Written By: Saanvi Shah, FCSN VOICES Youth Reporter
Graphics By: Christy Ma, FCSN Voices Graphic Artist Team Lead
For Jason and Jennifer Hwan, life changed the moment they welcomed their two sons, Vincent and Alan, into the world. Both boys are on the autism spectrum, but each has a unique story. Raising them has been a journey of challenges, triumphs, and love that has shaped not only their family but also the community around them.
Alan, now 30 years old, was a joyful and musical baby. Jennifer recalls that he would wake up singing and humming, hitting complex rhythms with ease. “When he wakes up he starts humming and singing at quarter notes, accented notes. He couldn’t talk until he was 2, but you could tell he loved music from the very beginning.” Despite this early talent, Alan did not speak until he was two, and his autism diagnosis came at age four. He attended a county early intervention program embedded in regular schools, designed for children whose needs could not be accommodated in a standard classroom. Alan thrived in this environment, where he could develop social and academic skills while being supported in a classroom tailored to his needs.
Vincent’s early development was more challenging. Healthy and strong at birth, he began showing symptoms of autism around age one. Between ages one and two, he cried upon waking, avoided eye contact, and showed little response to voices or familiar faces. He struggled with verbal skills, was extremely picky with food, and had difficulty grasping everyday concepts. “It was really hard to take care of him,” Jennifer recalls. Over the years, Vincent underwent a series of consultations, including genetic testing and evaluations at Stanford Hospital, but no single cause for his autism was found. He began ABA (Applied Behavior Analysis) therapy at age two, continuing until he was ten, learning concepts in small, structured steps through DTT (Discrete Trial Training). Even today, at 32, he communicates minimally, using simple words or gestures to express basic needs like requesting the bathroom, food, or water.

Raising special needs children in the 2000s was daunting. Resources were limited, and much of the guidance the Hwangs relied upon came from books and the advice of other parents like Ms. Sufen, whom they met before FCSN was founded. Jennifer retired early from engineering when Vincent moved to an adult day program at 22, dedicating herself full-time to her children and the community. Jason, still a full-time engineer, co-founded the Friends of Children with Special Needs (FCSN) in 1996 and has served as volunteer president and board member ever since.
......
[TASKS TO PERFORM]
1 - In the article about raising two sons with autism, at what age was Alan diagnosed?
2 - Carry on the article about raising two sons with autism, picking up right after its last sentence.

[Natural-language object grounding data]
......
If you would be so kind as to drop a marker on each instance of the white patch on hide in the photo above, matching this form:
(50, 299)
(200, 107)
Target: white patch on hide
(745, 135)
......
[YOUR RESPONSES]
1 - At age four.

2 -
Together, Jason and Jennifer created a supportive network that provided opportunities for children with special needs to grow, learn, and have fun. The first FCSN activity they remember was a simple gathering where kids could play and socialize. Vincent, then five, initially resisted attending, but with gentle encouragement, he gradually participated. Alan, three at the time, thrived in the group setting, showing early signs of his musical talent.
Raising Vincent and Alan has greatly shaped Jason and Jennifer’s perspective. “Before our children, we never truly thought about the special needs community,” Jennifer reflects. “Now, it’s unimaginable to think of life without them.”
Jason adds, “Many people ask, ‘Was it hard?’ And yes, it was. But you can’t dwell on that [and] you have to move forward. You learn to look at things from different angles, to be patient, and to find happiness in small pieces.”
The Hwangs emphasize the small joys in daily life, from a song sung correctly to a moment of understanding or even a simple request expressed by Vincent. These moments are victories that remind them of the value of persistence and unconditional love. Through their journey, they have also worked to raise awareness about special needs children, speaking to schools and community groups to educate others about their abilities and potential.
Though both boys are adults, the Hwangs continue to dream and plan for their future. Jason emphasizes that raising special needs children teaches you to find happiness in small moments and to never take life for granted. “Our sons may communicate differently,” he says, “but they show us what truly matters [which is] love, connection, and the power of community.”